### Task statement
Retype, word for word, every line from the one holding "Every instance of the bare" through the one holding "Every instance of the tractor seat" in the entries below, both included, and only those lines.

[Dataset entries]
————————

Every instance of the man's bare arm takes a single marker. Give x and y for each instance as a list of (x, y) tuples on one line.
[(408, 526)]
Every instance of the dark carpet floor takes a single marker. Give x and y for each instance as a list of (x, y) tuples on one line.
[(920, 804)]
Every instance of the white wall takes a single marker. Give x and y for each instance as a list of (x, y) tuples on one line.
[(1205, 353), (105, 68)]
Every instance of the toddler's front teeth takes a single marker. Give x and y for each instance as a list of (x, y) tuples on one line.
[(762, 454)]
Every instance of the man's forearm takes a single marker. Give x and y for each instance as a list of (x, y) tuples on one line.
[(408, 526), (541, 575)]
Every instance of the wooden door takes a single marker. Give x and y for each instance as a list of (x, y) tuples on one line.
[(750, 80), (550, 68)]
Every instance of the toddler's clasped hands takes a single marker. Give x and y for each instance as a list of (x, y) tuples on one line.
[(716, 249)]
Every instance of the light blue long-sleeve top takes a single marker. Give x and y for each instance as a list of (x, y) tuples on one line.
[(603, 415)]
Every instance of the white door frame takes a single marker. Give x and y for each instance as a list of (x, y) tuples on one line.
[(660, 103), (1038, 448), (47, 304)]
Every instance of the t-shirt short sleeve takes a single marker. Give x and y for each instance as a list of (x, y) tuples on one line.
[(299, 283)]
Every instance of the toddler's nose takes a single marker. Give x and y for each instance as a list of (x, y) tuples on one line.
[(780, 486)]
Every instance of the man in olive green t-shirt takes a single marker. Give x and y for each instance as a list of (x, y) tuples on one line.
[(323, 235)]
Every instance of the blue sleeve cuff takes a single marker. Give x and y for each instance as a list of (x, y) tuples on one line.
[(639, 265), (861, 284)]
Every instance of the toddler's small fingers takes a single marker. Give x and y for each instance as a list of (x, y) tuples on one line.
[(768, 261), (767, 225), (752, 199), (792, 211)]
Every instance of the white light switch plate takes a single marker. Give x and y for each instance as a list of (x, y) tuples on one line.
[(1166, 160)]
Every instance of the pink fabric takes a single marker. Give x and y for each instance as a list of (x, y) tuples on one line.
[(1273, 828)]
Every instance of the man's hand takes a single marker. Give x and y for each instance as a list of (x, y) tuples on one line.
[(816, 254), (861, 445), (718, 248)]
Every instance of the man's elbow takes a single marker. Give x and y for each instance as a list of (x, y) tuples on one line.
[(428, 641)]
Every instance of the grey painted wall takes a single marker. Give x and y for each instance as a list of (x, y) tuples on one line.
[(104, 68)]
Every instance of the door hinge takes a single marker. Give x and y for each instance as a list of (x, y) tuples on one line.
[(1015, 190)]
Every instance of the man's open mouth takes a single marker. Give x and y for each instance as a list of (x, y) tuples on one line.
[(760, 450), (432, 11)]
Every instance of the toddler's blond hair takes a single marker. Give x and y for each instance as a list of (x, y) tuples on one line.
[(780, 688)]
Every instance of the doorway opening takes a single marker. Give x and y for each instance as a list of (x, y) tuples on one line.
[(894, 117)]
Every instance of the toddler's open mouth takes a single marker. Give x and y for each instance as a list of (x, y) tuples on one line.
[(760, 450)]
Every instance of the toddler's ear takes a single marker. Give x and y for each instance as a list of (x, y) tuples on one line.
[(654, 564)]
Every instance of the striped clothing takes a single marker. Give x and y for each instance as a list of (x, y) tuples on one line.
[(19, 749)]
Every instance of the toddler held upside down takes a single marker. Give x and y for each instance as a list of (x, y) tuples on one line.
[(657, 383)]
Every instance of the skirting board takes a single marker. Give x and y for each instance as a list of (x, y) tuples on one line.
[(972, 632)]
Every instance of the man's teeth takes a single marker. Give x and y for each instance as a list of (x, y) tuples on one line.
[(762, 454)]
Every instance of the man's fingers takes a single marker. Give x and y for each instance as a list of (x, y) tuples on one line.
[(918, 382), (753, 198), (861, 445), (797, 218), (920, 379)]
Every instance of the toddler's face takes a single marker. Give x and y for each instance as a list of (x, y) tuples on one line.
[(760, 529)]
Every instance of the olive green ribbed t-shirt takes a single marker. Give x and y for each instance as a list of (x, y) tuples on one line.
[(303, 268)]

————————

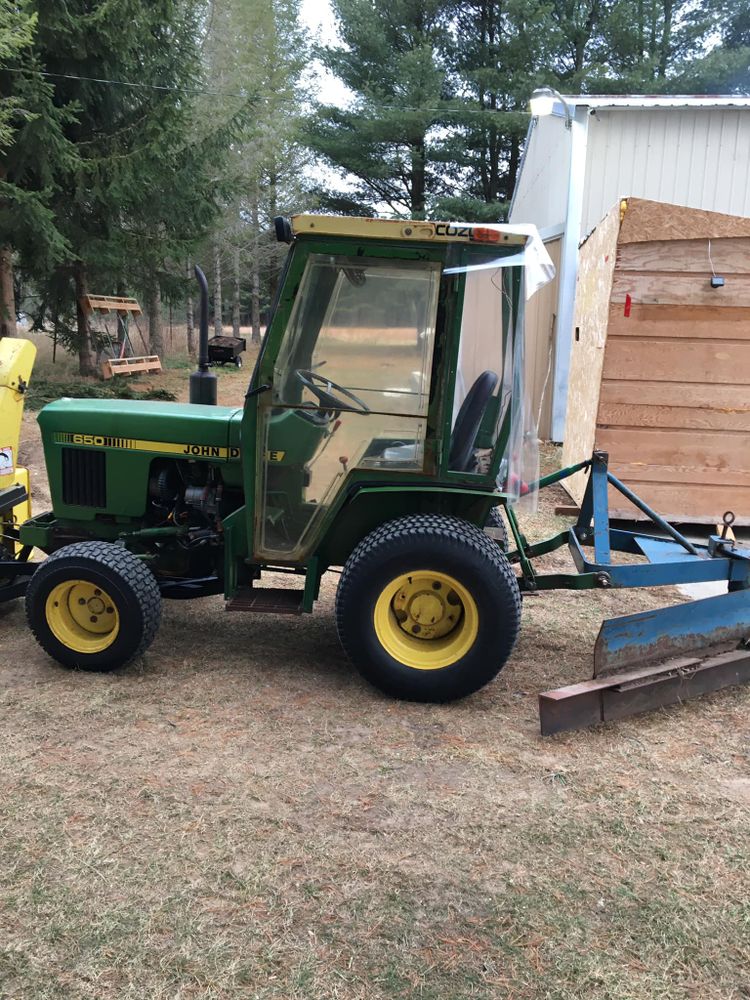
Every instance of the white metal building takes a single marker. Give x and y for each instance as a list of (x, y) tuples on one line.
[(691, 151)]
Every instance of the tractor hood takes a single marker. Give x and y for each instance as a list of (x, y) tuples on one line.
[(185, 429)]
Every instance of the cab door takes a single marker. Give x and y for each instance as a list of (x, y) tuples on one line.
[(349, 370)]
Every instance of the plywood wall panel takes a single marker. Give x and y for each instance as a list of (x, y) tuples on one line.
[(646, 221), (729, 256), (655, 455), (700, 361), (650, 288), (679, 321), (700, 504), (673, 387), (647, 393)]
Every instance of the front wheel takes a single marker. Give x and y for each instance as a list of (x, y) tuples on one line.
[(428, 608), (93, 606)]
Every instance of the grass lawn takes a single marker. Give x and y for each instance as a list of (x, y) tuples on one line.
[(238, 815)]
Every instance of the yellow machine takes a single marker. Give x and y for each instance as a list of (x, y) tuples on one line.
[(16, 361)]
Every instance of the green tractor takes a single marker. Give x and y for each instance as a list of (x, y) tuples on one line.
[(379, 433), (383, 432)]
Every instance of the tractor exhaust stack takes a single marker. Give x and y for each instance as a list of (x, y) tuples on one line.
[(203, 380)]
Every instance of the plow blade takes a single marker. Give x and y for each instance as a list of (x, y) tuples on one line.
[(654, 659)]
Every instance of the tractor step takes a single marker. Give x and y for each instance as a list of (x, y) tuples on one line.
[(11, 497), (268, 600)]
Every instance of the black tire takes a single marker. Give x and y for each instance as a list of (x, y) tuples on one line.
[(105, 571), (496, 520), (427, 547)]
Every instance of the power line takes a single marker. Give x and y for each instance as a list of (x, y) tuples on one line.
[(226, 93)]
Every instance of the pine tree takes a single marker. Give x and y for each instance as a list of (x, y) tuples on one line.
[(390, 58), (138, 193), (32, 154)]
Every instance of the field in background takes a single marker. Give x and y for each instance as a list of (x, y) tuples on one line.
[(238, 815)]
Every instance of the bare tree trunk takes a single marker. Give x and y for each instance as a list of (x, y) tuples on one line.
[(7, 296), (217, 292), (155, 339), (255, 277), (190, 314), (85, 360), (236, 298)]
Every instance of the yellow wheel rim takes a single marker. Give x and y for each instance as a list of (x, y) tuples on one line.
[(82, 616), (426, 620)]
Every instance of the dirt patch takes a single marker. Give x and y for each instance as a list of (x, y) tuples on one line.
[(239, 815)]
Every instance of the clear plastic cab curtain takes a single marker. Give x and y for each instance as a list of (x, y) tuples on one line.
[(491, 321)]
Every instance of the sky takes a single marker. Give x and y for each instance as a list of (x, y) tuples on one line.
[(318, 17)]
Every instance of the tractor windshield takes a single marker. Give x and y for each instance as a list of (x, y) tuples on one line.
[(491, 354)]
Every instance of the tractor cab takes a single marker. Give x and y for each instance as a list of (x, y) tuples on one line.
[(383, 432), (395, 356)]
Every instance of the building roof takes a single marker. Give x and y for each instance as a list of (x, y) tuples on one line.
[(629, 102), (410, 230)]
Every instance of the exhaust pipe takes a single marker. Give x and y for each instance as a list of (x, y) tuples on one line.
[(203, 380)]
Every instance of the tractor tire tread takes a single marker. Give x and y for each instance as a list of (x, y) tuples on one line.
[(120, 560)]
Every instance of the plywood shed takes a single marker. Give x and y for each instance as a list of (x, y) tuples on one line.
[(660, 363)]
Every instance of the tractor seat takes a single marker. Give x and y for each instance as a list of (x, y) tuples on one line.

————————

### Response for this exercise
Every instance of the bare tree trunk takes a single marker. Give x and y for each instance as a list of (x, y) tuples on one line.
[(7, 296), (217, 292), (155, 339), (255, 277), (190, 314), (85, 360), (236, 298)]
Every instance of the yellow wheel rim takes a single marker. Give x and y for each instance as a list of (x, y) tuples on one line.
[(82, 616), (426, 620)]
Every instance of the dirt patch takes a single marker. Give x and y for each instance as a list of (x, y) tuples on one line.
[(239, 815)]
Every instance of the clear plastic cab curtain takes a single marker. Give x and y for each instance as a list of (x, y) tuples on one line.
[(491, 321)]
Every instance of the sky takes a single marker. Give x and y for each instance as a list of (x, y) tuples on one line.
[(318, 17)]
Every instance of the tractor windshield takes a single marker. Give x and y for each instance as a list of (x, y) tuples on one line.
[(491, 354)]
Every instance of the tractor cab takes a single marker. Give x and y for each instance as a list of (x, y) tuples on one line.
[(383, 432), (395, 356)]
Every instance of the building roof takes a single marker. Give x and y for each instance as a list of (x, y) tuples on one line.
[(629, 102), (410, 230)]
Every instance of the exhaust pipe takes a single marker. Give x and y for each instance as a list of (x, y) tuples on one line.
[(203, 380)]
Every instance of the tractor tire tread takes a single marker. Give x and y for each instance as a list of (x, y) tuples on one line.
[(120, 560)]
Every instance of the plywood shed takes a single marker. Give x and y for each instance as a list of (x, y) tuples on one line.
[(660, 363)]
Every instance of the tractor seat takes a single marker. Give x and y for each instance as a list of (x, y) tuples on one line.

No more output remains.